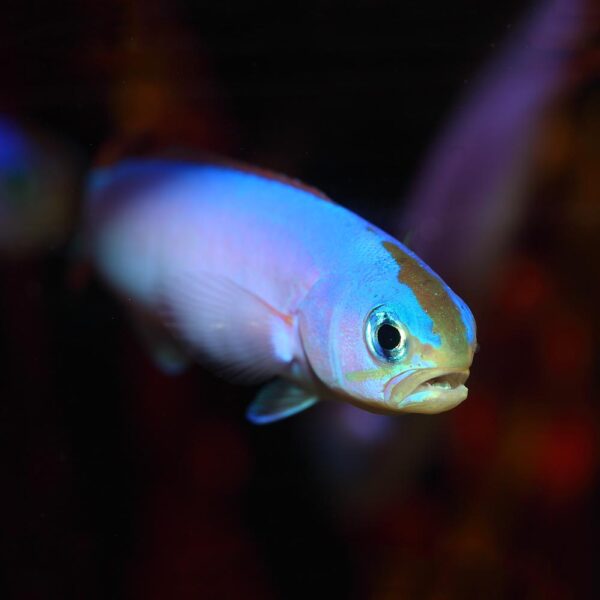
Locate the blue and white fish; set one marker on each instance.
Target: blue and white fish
(268, 280)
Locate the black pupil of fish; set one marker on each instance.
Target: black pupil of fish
(388, 336)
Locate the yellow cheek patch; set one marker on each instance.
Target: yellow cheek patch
(367, 374)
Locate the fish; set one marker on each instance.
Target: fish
(266, 280)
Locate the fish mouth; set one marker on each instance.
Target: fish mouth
(426, 390)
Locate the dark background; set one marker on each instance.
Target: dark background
(119, 482)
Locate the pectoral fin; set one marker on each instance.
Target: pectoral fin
(278, 400)
(237, 333)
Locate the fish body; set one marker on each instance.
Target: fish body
(264, 278)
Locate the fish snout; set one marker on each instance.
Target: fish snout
(426, 390)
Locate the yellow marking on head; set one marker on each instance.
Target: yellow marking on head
(433, 298)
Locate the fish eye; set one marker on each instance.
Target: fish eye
(385, 335)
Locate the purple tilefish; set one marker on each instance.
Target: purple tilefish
(263, 279)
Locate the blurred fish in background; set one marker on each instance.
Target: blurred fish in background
(472, 193)
(39, 182)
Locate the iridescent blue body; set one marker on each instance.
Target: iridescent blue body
(262, 277)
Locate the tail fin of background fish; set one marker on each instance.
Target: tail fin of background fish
(469, 197)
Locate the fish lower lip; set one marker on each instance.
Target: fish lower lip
(428, 390)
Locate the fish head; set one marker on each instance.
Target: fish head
(399, 343)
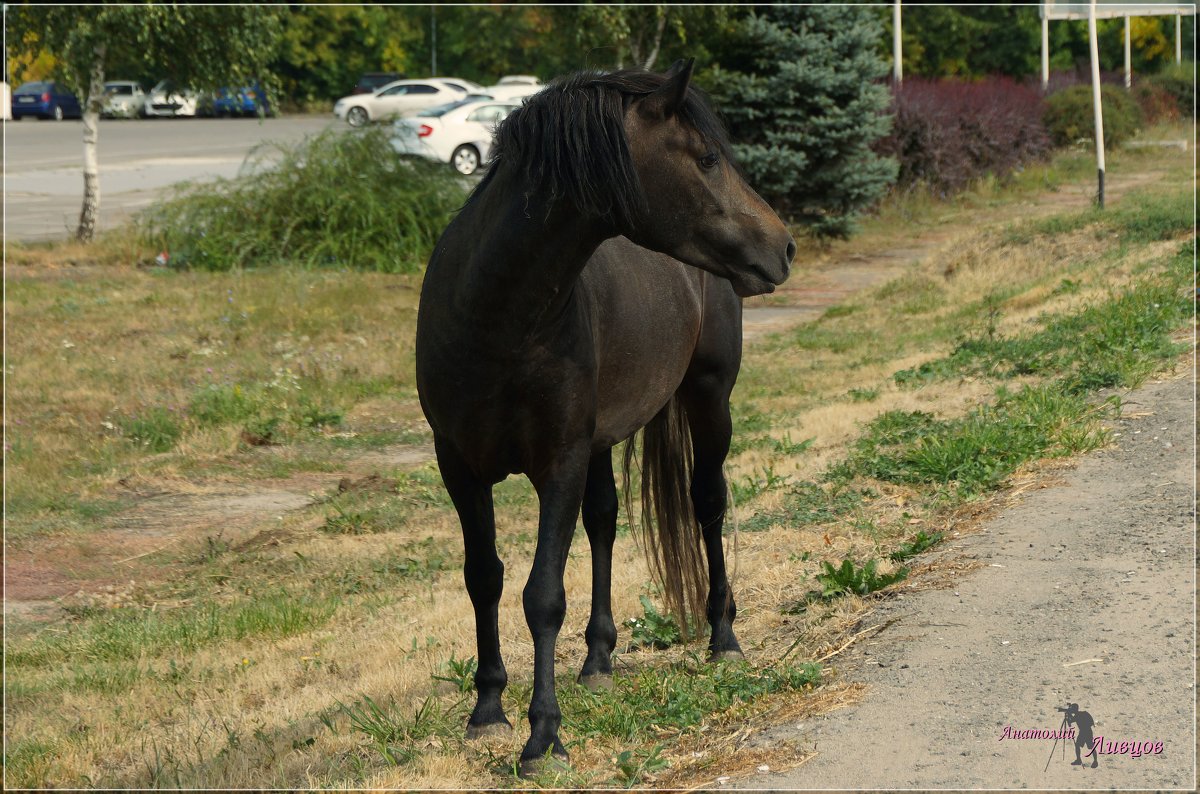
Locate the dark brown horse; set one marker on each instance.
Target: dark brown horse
(591, 287)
========================================================================
__TASK TO COMPLETE__.
Leaving the pictures out, transcribe word for word the lines from the one with "Locate the tail" to the end of the material above, inclusive, and nothing else.

__RESPONSE AREA__.
Locate the tail fin of background fish; set one marker on each instance.
Target: tail fin of background fish
(469, 197)
Locate the fish lower lip; set one marker on each instance.
Target: fish lower lip
(428, 390)
Locate the fish head; set one marker on each instance.
Target: fish head
(399, 343)
Locate the dark brown horse; set one marker on each instance.
Target: dark brown horse
(591, 287)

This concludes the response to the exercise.